◆ Short problem 1
Pick out each line of the listing below that contains the word "wall".

◆ Quoted text

_ _ _ _ _

Yuvika Chaudhary (born 2 August 1983) is an Indian actress who has appeared in Bollywood films such as Om Shanti Om, Summer 2007 and Toh Baat Pakki!. In 2009, she also acted in a Kannada movie, Maleyali Jotheyali, in a lead role opposite Ganesh. In 2015, she was a contestant in Colors TV's reality show Bigg Boss 9. In 2019, she participated in the dance reality show Nach Baliye 9 with her husband Prince Narula and emerged as the winner.

Early life
Chaudhary was born on 2 August 1983. She hails from Baraut in Uttar Pradesh. Her father worked in the Department of Education.

Career

Chaudhary participated in Zee Cine Stars Ki Khoj in 2004. This led to an acting assignment for the popular TV serial Astitva...Ek Prem Kahani, in which she played Aastha. In 2006, she also appeared in Himesh Reshammiya's Music Video for the song "Wada Tainu" from the album Aap Kaa Surroor. She also appeared in a Coca-Cola advertisement opposite Kunal Kapoor. Farah Khan took notice of her and gave her a Bollywood break in Om Shanti Om (2007).

_ _ _ _ _

◆ Given information

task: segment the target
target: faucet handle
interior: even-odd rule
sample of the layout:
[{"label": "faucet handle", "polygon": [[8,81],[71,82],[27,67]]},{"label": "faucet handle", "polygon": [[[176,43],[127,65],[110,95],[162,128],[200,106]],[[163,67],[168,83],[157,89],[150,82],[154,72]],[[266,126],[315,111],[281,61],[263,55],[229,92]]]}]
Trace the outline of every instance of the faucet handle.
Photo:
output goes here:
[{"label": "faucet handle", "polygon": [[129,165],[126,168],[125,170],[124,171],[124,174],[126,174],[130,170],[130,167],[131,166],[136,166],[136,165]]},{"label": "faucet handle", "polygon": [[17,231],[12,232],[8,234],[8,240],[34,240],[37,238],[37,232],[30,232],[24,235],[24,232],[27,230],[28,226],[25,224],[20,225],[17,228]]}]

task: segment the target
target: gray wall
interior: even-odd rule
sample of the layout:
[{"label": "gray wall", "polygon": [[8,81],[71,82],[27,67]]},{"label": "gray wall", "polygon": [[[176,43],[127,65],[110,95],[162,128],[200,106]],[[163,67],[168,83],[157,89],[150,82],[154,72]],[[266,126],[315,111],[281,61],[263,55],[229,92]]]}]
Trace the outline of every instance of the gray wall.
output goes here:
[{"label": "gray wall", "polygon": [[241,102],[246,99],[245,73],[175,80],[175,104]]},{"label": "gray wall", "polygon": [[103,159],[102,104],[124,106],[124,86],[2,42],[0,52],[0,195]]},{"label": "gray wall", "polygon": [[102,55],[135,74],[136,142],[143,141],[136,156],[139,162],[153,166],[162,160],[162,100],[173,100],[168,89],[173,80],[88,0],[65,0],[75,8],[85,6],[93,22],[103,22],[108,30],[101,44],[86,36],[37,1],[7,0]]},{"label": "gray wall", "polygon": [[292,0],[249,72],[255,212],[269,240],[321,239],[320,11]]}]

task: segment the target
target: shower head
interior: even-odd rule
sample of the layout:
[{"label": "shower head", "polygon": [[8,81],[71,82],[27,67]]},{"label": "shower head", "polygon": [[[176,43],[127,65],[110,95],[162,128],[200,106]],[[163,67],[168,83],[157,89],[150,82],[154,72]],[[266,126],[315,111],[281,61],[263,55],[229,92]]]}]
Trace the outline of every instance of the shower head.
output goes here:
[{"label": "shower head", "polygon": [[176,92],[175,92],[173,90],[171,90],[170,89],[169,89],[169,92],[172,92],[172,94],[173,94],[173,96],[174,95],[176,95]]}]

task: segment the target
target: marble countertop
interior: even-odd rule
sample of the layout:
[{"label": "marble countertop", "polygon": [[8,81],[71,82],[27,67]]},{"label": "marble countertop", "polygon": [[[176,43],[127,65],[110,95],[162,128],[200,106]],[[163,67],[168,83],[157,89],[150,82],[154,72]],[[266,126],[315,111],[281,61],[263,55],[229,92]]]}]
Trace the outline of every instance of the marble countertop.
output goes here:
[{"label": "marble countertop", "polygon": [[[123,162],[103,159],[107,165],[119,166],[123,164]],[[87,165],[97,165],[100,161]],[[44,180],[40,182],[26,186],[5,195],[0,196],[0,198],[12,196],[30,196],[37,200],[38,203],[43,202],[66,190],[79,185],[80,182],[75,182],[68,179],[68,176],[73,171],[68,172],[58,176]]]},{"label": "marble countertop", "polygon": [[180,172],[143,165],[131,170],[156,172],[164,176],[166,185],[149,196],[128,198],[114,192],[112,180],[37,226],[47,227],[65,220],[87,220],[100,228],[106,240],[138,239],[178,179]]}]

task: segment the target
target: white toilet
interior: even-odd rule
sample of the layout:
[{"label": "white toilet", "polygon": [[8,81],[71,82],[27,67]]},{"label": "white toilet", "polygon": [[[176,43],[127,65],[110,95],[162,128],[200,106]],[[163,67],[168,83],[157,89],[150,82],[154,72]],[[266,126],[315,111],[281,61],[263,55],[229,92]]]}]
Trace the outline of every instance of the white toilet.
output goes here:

_ _ _ _ _

◆ Short problem 2
Retype the part of the Yuvika Chaudhary biography above from "Chaudhary participated in" to "Shanti Om (2007).".

◆ Problem solution 1
target: gray wall
[{"label": "gray wall", "polygon": [[8,81],[71,82],[27,67]]},{"label": "gray wall", "polygon": [[[176,43],[127,65],[110,95],[162,128],[200,106]],[[163,67],[168,83],[157,89],[150,82],[154,72]],[[266,126],[315,111],[281,61],[263,55],[229,92]]]}]
Trace the outline of every instance of the gray wall.
[{"label": "gray wall", "polygon": [[241,102],[246,99],[245,73],[175,80],[175,104]]},{"label": "gray wall", "polygon": [[103,159],[102,104],[124,106],[124,86],[2,42],[0,52],[0,195]]},{"label": "gray wall", "polygon": [[102,55],[135,74],[136,142],[143,141],[136,156],[139,162],[153,166],[162,160],[162,100],[173,100],[168,89],[173,80],[88,0],[65,0],[75,8],[85,6],[93,22],[103,22],[108,30],[101,44],[86,36],[37,1],[7,0]]},{"label": "gray wall", "polygon": [[292,0],[249,72],[255,212],[269,240],[321,239],[320,11]]}]

◆ Problem solution 2
Chaudhary participated in Zee Cine Stars Ki Khoj in 2004. This led to an acting assignment for the popular TV serial Astitva...Ek Prem Kahani, in which she played Aastha. In 2006, she also appeared in Himesh Reshammiya's Music Video for the song "Wada Tainu" from the album Aap Kaa Surroor. She also appeared in a Coca-Cola advertisement opposite Kunal Kapoor. Farah Khan took notice of her and gave her a Bollywood break in Om Shanti Om (2007).